(THE RECORDS):
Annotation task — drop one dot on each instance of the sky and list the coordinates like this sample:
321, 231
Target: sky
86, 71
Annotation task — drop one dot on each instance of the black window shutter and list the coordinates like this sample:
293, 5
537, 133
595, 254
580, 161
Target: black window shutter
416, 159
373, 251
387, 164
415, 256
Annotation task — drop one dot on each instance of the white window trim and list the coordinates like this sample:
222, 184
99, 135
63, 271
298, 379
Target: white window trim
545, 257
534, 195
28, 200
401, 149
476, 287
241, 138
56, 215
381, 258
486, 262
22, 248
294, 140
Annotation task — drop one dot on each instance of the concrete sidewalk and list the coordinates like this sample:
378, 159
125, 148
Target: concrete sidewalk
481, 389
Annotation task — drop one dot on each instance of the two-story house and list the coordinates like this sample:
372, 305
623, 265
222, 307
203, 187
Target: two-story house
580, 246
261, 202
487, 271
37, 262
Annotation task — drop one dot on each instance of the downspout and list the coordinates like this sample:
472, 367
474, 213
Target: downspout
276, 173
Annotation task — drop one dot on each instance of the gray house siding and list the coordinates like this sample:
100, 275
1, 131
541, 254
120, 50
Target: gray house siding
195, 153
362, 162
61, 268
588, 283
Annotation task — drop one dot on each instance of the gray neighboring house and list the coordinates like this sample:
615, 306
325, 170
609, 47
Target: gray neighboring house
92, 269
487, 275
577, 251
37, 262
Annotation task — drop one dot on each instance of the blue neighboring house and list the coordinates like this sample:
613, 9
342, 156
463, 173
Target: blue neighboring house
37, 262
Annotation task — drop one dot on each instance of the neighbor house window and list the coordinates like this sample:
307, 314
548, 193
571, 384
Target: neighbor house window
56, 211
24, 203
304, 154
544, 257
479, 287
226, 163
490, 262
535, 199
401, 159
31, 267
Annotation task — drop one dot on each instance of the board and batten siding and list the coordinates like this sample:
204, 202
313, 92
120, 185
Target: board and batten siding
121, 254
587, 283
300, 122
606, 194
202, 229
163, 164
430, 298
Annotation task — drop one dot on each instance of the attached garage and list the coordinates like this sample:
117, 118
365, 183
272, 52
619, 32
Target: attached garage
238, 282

(EXERCISE GOAL):
Your task is to output the material above exactly.

(ANSWER SPACE):
Annotation task — drop one dot on each instance of the sky and list the coordinates like this sample:
321, 231
Target: sky
86, 71
Annotation task — drop one dot on each instance of the black window shutter and list the coordinates like this sample:
293, 5
537, 133
595, 254
580, 161
Target: black window shutter
416, 159
373, 251
387, 164
415, 256
Annotation task — drop one dot on each instance of the white window trim and list the coordinates like this sample:
222, 184
99, 135
63, 271
298, 379
Target: white window trim
545, 257
534, 195
28, 200
401, 149
476, 287
241, 138
56, 215
381, 258
486, 262
22, 248
294, 140
Annotation task — drop one dot on each instance of the concrete sidewalk and list the coordinates like this sample:
378, 159
125, 148
Target: concrete sidewalk
481, 389
Annotation task — drop one dot on each instance of the two-story house and list the coordinates like this sample:
372, 305
623, 265
222, 307
203, 187
Target: two-story house
580, 246
261, 202
487, 271
37, 262
Annotation task — drop one dot on each instance of the downspout and list the coordinates like this sample:
472, 367
474, 213
Target: downspout
276, 173
Annotation task — drop one dot on each instance of the gray house siding and list the coordinates like this sample:
100, 275
1, 131
541, 254
120, 50
Target: gray house siding
195, 153
362, 162
61, 268
588, 283
Annotation task — drop one dot on each instance of the gray neighboring house and list the coordinates like this sample:
615, 306
325, 170
609, 47
Target: gray neighboring house
92, 269
487, 275
577, 251
37, 262
Annotation task — drop one dot on each instance of the blue neighboring house and list the coordinates like this sample:
613, 9
342, 156
463, 173
Target: blue neighboring house
37, 262
Annotation task — drop one dot on each instance of the neighbor house window and list the coordinates like this sample:
307, 314
548, 193
571, 384
Target: neighbor house window
56, 211
24, 203
304, 154
544, 257
479, 287
226, 163
490, 262
535, 199
401, 159
31, 267
Annotation task — drop one dot on each instance of the board and batten siding and list the coordinates like this sample:
204, 202
313, 92
120, 185
Target: board and batten siding
121, 254
587, 283
300, 122
606, 194
202, 229
163, 164
430, 298
Annotation task — drop one dot on each instance of the attached garage and list the coordinates like this sample:
117, 118
365, 183
272, 52
619, 32
Target: attached garage
238, 282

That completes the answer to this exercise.